→ WHAT IS BEING ASKED
With the images omitted, return all of the entries exactly as they stand.

→ EXERCISE DATA
------------------------------------------------

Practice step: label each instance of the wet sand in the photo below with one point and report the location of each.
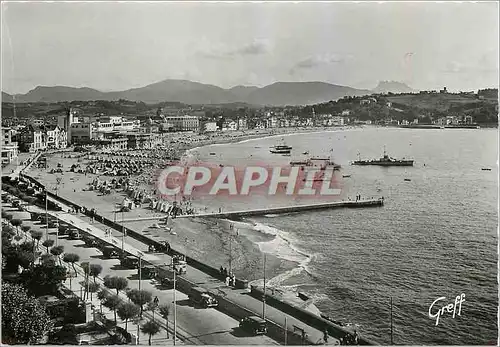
(207, 240)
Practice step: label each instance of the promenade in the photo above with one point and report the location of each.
(239, 297)
(278, 210)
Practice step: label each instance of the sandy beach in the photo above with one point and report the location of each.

------------------------------------------------

→ ANSWER BOX
Practice step: label each instance of the wet sand in the photo below with one point and report the location of each.
(207, 240)
Practice step: label each instance of the promenade in the photo above with one point and report the location of each.
(239, 297)
(278, 210)
Practice step: label each instance of the sandy beach in the photo above with one point and report the location of each.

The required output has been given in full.